__DATI DEL COMPITO__
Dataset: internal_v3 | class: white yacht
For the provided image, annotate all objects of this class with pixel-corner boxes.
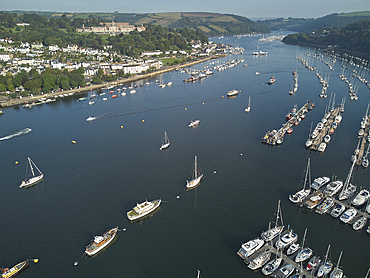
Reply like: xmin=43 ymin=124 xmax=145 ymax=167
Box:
xmin=340 ymin=208 xmax=357 ymax=224
xmin=330 ymin=204 xmax=346 ymax=217
xmin=262 ymin=257 xmax=283 ymax=276
xmin=289 ymin=158 xmax=311 ymax=204
xmin=186 ymin=156 xmax=203 ymax=189
xmin=248 ymin=250 xmax=271 ymax=270
xmin=276 ymin=230 xmax=298 ymax=249
xmin=127 ymin=199 xmax=161 ymax=221
xmin=352 ymin=189 xmax=370 ymax=206
xmin=237 ymin=238 xmax=265 ymax=259
xmin=311 ymin=177 xmax=330 ymax=190
xmin=324 ymin=180 xmax=343 ymax=197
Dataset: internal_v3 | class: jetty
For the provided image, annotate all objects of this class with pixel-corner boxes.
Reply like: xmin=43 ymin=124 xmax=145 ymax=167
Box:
xmin=262 ymin=100 xmax=315 ymax=145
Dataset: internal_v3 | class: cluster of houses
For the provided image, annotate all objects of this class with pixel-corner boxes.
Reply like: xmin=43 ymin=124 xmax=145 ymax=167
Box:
xmin=0 ymin=33 xmax=224 ymax=90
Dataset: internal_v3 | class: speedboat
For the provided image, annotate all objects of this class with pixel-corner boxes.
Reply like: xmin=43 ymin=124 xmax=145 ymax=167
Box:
xmin=306 ymin=256 xmax=321 ymax=271
xmin=352 ymin=216 xmax=367 ymax=231
xmin=237 ymin=237 xmax=265 ymax=260
xmin=317 ymin=142 xmax=326 ymax=152
xmin=295 ymin=247 xmax=313 ymax=263
xmin=248 ymin=250 xmax=271 ymax=270
xmin=330 ymin=204 xmax=346 ymax=217
xmin=305 ymin=192 xmax=324 ymax=209
xmin=276 ymin=230 xmax=298 ymax=249
xmin=262 ymin=258 xmax=283 ymax=276
xmin=352 ymin=189 xmax=370 ymax=206
xmin=340 ymin=208 xmax=357 ymax=224
xmin=324 ymin=180 xmax=343 ymax=197
xmin=311 ymin=177 xmax=330 ymax=190
xmin=286 ymin=243 xmax=300 ymax=256
xmin=278 ymin=264 xmax=295 ymax=277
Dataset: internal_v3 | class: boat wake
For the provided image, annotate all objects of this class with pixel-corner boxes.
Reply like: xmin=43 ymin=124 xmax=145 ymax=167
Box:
xmin=0 ymin=127 xmax=32 ymax=141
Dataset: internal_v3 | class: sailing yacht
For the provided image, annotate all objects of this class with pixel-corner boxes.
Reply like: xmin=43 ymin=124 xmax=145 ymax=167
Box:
xmin=330 ymin=251 xmax=343 ymax=278
xmin=295 ymin=229 xmax=313 ymax=263
xmin=19 ymin=157 xmax=44 ymax=188
xmin=289 ymin=158 xmax=311 ymax=204
xmin=244 ymin=96 xmax=251 ymax=112
xmin=159 ymin=132 xmax=170 ymax=151
xmin=317 ymin=244 xmax=333 ymax=277
xmin=338 ymin=160 xmax=357 ymax=201
xmin=261 ymin=200 xmax=284 ymax=242
xmin=186 ymin=156 xmax=203 ymax=189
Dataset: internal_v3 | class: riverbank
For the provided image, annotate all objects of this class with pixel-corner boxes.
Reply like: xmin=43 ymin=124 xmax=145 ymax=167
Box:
xmin=0 ymin=54 xmax=227 ymax=108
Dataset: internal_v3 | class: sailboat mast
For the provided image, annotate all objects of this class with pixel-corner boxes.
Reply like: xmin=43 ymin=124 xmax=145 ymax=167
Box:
xmin=194 ymin=156 xmax=198 ymax=178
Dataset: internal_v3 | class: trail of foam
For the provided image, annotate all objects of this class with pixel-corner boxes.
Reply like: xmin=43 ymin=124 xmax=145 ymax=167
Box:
xmin=0 ymin=127 xmax=32 ymax=141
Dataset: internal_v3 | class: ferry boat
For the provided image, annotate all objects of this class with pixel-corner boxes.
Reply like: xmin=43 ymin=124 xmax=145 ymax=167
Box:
xmin=85 ymin=227 xmax=118 ymax=256
xmin=127 ymin=199 xmax=162 ymax=221
xmin=1 ymin=260 xmax=28 ymax=278
xmin=227 ymin=89 xmax=239 ymax=97
xmin=237 ymin=237 xmax=265 ymax=260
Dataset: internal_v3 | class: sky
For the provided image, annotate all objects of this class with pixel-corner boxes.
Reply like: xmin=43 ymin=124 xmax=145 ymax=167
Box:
xmin=0 ymin=0 xmax=370 ymax=19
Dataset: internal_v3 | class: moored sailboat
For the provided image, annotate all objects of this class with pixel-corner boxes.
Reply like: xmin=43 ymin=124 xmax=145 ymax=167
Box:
xmin=186 ymin=156 xmax=203 ymax=189
xmin=19 ymin=157 xmax=44 ymax=188
xmin=159 ymin=131 xmax=170 ymax=151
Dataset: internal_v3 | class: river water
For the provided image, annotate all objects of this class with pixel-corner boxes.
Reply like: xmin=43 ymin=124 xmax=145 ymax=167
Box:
xmin=0 ymin=31 xmax=370 ymax=278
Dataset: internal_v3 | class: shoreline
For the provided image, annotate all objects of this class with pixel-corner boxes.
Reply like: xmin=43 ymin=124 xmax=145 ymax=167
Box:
xmin=0 ymin=54 xmax=227 ymax=108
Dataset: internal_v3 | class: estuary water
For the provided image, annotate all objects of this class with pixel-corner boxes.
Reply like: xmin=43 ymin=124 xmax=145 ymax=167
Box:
xmin=0 ymin=31 xmax=370 ymax=278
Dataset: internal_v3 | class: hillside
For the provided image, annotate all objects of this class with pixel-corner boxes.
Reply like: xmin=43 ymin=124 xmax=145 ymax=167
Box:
xmin=283 ymin=19 xmax=370 ymax=57
xmin=2 ymin=11 xmax=270 ymax=36
xmin=257 ymin=11 xmax=370 ymax=32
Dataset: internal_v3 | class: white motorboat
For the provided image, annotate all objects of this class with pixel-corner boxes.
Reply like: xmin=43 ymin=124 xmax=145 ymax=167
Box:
xmin=330 ymin=204 xmax=346 ymax=217
xmin=277 ymin=264 xmax=295 ymax=277
xmin=295 ymin=229 xmax=313 ymax=263
xmin=186 ymin=156 xmax=203 ymax=189
xmin=189 ymin=120 xmax=200 ymax=127
xmin=226 ymin=89 xmax=239 ymax=97
xmin=286 ymin=243 xmax=301 ymax=256
xmin=311 ymin=177 xmax=330 ymax=190
xmin=276 ymin=230 xmax=298 ymax=249
xmin=352 ymin=189 xmax=370 ymax=206
xmin=317 ymin=142 xmax=326 ymax=152
xmin=306 ymin=256 xmax=321 ymax=271
xmin=324 ymin=180 xmax=343 ymax=197
xmin=127 ymin=199 xmax=161 ymax=221
xmin=289 ymin=158 xmax=311 ymax=204
xmin=19 ymin=157 xmax=44 ymax=188
xmin=237 ymin=237 xmax=265 ymax=260
xmin=352 ymin=216 xmax=367 ymax=231
xmin=262 ymin=257 xmax=283 ymax=276
xmin=340 ymin=208 xmax=357 ymax=224
xmin=248 ymin=250 xmax=271 ymax=270
xmin=315 ymin=198 xmax=334 ymax=214
xmin=159 ymin=132 xmax=170 ymax=151
xmin=261 ymin=200 xmax=284 ymax=242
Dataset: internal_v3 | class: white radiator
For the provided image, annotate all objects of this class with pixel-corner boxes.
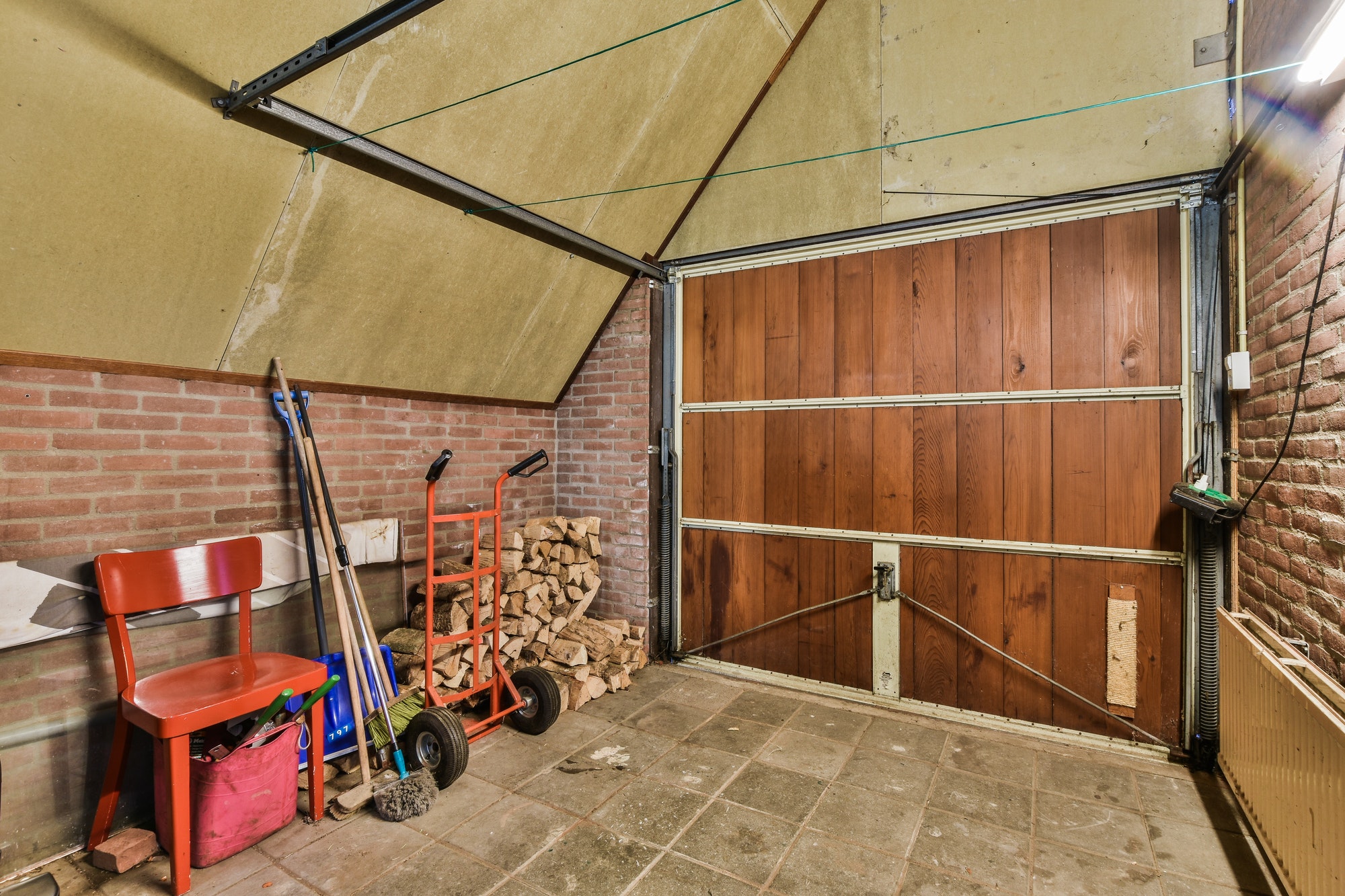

__ISTRUZIONI__
Converti tutti i record riportati sopra in una lista JSON di stringhe, una stringa per ogni riga, omettendo le righe vuote. Escludi le immagini dalla risposta.

__RISPOSTA COMPLETA__
[
  "Dataset: internal_v3 | class: white yacht",
  "For the provided image, annotate all objects of this class with pixel-corner boxes.",
  "Reply like: xmin=43 ymin=124 xmax=145 ymax=167",
  "Box:",
  "xmin=340 ymin=208 xmax=357 ymax=224",
  "xmin=330 ymin=204 xmax=346 ymax=217",
  "xmin=262 ymin=257 xmax=283 ymax=276",
  "xmin=289 ymin=158 xmax=311 ymax=204",
  "xmin=186 ymin=156 xmax=203 ymax=189",
  "xmin=248 ymin=250 xmax=271 ymax=270",
  "xmin=276 ymin=230 xmax=298 ymax=249",
  "xmin=127 ymin=199 xmax=161 ymax=221",
  "xmin=352 ymin=189 xmax=370 ymax=206",
  "xmin=237 ymin=238 xmax=265 ymax=259",
  "xmin=311 ymin=177 xmax=330 ymax=190",
  "xmin=324 ymin=180 xmax=343 ymax=197",
  "Dataset: internal_v3 | class: jetty",
  "For the provided image, annotate all objects of this class with pixel-corner boxes.",
  "Reply like: xmin=43 ymin=124 xmax=145 ymax=167",
  "Box:",
  "xmin=262 ymin=100 xmax=315 ymax=145",
  "Dataset: internal_v3 | class: cluster of houses",
  "For the provided image, annotate all objects of this class with pixel-corner boxes.",
  "Reply like: xmin=43 ymin=124 xmax=145 ymax=167",
  "Box:",
  "xmin=0 ymin=33 xmax=224 ymax=90",
  "Dataset: internal_v3 | class: speedboat",
  "For the provided image, annotate all objects of this class with pixel-corner boxes.",
  "Reply like: xmin=43 ymin=124 xmax=145 ymax=167",
  "Box:",
  "xmin=306 ymin=256 xmax=321 ymax=271",
  "xmin=352 ymin=216 xmax=367 ymax=231",
  "xmin=237 ymin=237 xmax=265 ymax=260",
  "xmin=317 ymin=142 xmax=326 ymax=152",
  "xmin=295 ymin=247 xmax=313 ymax=263",
  "xmin=248 ymin=250 xmax=271 ymax=270",
  "xmin=330 ymin=204 xmax=346 ymax=217",
  "xmin=305 ymin=192 xmax=324 ymax=209",
  "xmin=276 ymin=230 xmax=298 ymax=249",
  "xmin=262 ymin=258 xmax=283 ymax=276",
  "xmin=352 ymin=189 xmax=370 ymax=206",
  "xmin=340 ymin=208 xmax=357 ymax=224",
  "xmin=324 ymin=180 xmax=343 ymax=197",
  "xmin=311 ymin=177 xmax=330 ymax=190",
  "xmin=286 ymin=243 xmax=300 ymax=256",
  "xmin=278 ymin=264 xmax=295 ymax=277",
  "Dataset: internal_v3 | class: boat wake",
  "For the provided image, annotate all objects of this class with pixel-corner boxes.",
  "Reply like: xmin=43 ymin=124 xmax=145 ymax=167",
  "Box:",
  "xmin=0 ymin=127 xmax=32 ymax=141",
  "Dataset: internal_v3 | class: sailing yacht",
  "For the provided image, annotate all objects of this class with pixel-corner boxes.",
  "Reply like: xmin=43 ymin=124 xmax=145 ymax=167",
  "Box:",
  "xmin=330 ymin=251 xmax=343 ymax=278",
  "xmin=295 ymin=229 xmax=313 ymax=263",
  "xmin=19 ymin=157 xmax=44 ymax=188",
  "xmin=289 ymin=158 xmax=311 ymax=204",
  "xmin=244 ymin=96 xmax=251 ymax=112",
  "xmin=159 ymin=132 xmax=170 ymax=151",
  "xmin=317 ymin=244 xmax=333 ymax=277",
  "xmin=338 ymin=160 xmax=357 ymax=201",
  "xmin=261 ymin=200 xmax=284 ymax=242",
  "xmin=186 ymin=156 xmax=203 ymax=189",
  "Dataset: internal_v3 | class: riverbank",
  "For the provided image, annotate all objects of this class with pixel-corner boxes.",
  "Reply like: xmin=43 ymin=124 xmax=145 ymax=167",
  "Box:",
  "xmin=0 ymin=54 xmax=227 ymax=108",
  "Dataset: internal_v3 | class: sailboat mast",
  "For the provided image, annotate all objects of this class with pixel-corner boxes.",
  "Reply like: xmin=43 ymin=124 xmax=145 ymax=167",
  "Box:",
  "xmin=194 ymin=156 xmax=198 ymax=178",
  "Dataset: internal_v3 | class: trail of foam",
  "For the provided image, annotate all objects of this class with pixel-corner boxes.",
  "Reply like: xmin=43 ymin=124 xmax=145 ymax=167",
  "Box:",
  "xmin=0 ymin=127 xmax=32 ymax=141",
  "Dataset: internal_v3 | class: ferry boat",
  "For the provided image, annotate all objects of this class with pixel-corner boxes.",
  "Reply like: xmin=43 ymin=124 xmax=145 ymax=167",
  "Box:",
  "xmin=85 ymin=227 xmax=118 ymax=256",
  "xmin=127 ymin=199 xmax=162 ymax=221",
  "xmin=1 ymin=260 xmax=28 ymax=278",
  "xmin=227 ymin=89 xmax=239 ymax=97",
  "xmin=237 ymin=237 xmax=265 ymax=260",
  "Dataset: internal_v3 | class: sky",
  "For the provided image, annotate all objects of this class with pixel-corner boxes.",
  "Reply like: xmin=43 ymin=124 xmax=145 ymax=167",
  "Box:",
  "xmin=0 ymin=0 xmax=370 ymax=19",
  "Dataset: internal_v3 | class: moored sailboat",
  "For the provided image, annotate all objects of this class with pixel-corner boxes.",
  "Reply like: xmin=43 ymin=124 xmax=145 ymax=167",
  "Box:",
  "xmin=186 ymin=156 xmax=203 ymax=189",
  "xmin=19 ymin=157 xmax=44 ymax=188",
  "xmin=159 ymin=131 xmax=170 ymax=151",
  "Dataset: internal_v3 | class: river water",
  "For the provided image, annotate all objects of this class with pixel-corner boxes.",
  "Reply like: xmin=43 ymin=124 xmax=145 ymax=167",
  "Box:",
  "xmin=0 ymin=31 xmax=370 ymax=278",
  "Dataset: internal_v3 | class: shoreline",
  "For the provided image, annotate all objects of this class with pixel-corner boxes.",
  "Reply like: xmin=43 ymin=124 xmax=145 ymax=167",
  "Box:",
  "xmin=0 ymin=54 xmax=227 ymax=108",
  "Dataset: internal_v3 | class: estuary water",
  "For the provided image, annotate all objects of this class with pixel-corner boxes.",
  "Reply like: xmin=43 ymin=124 xmax=145 ymax=167",
  "Box:",
  "xmin=0 ymin=31 xmax=370 ymax=278",
  "Dataset: internal_v3 | class: hillside",
  "For the provided image, annotate all objects of this class with pixel-corner boxes.",
  "Reply like: xmin=43 ymin=124 xmax=145 ymax=167",
  "Box:",
  "xmin=283 ymin=19 xmax=370 ymax=57",
  "xmin=2 ymin=11 xmax=270 ymax=36",
  "xmin=257 ymin=11 xmax=370 ymax=32",
  "Dataset: internal_v3 | class: white motorboat",
  "For the provided image, annotate all objects of this class with pixel-corner boxes.",
  "Reply like: xmin=43 ymin=124 xmax=145 ymax=167",
  "Box:",
  "xmin=330 ymin=204 xmax=346 ymax=217",
  "xmin=277 ymin=264 xmax=295 ymax=277",
  "xmin=295 ymin=229 xmax=313 ymax=263",
  "xmin=186 ymin=156 xmax=203 ymax=189",
  "xmin=189 ymin=120 xmax=200 ymax=127",
  "xmin=226 ymin=89 xmax=239 ymax=97",
  "xmin=286 ymin=243 xmax=301 ymax=256",
  "xmin=311 ymin=177 xmax=330 ymax=190",
  "xmin=276 ymin=230 xmax=298 ymax=249",
  "xmin=352 ymin=189 xmax=370 ymax=206",
  "xmin=317 ymin=142 xmax=326 ymax=152",
  "xmin=306 ymin=256 xmax=321 ymax=271",
  "xmin=324 ymin=180 xmax=343 ymax=197",
  "xmin=127 ymin=199 xmax=161 ymax=221",
  "xmin=289 ymin=158 xmax=311 ymax=204",
  "xmin=19 ymin=157 xmax=44 ymax=188",
  "xmin=237 ymin=237 xmax=265 ymax=260",
  "xmin=352 ymin=216 xmax=367 ymax=231",
  "xmin=262 ymin=257 xmax=283 ymax=276",
  "xmin=340 ymin=208 xmax=357 ymax=224",
  "xmin=248 ymin=250 xmax=271 ymax=270",
  "xmin=315 ymin=198 xmax=334 ymax=214",
  "xmin=159 ymin=132 xmax=170 ymax=151",
  "xmin=261 ymin=200 xmax=284 ymax=242",
  "Dataset: internal_v3 | class: white radiator",
  "For the provided image, annotate all objects of this class with pixel-corner boxes."
]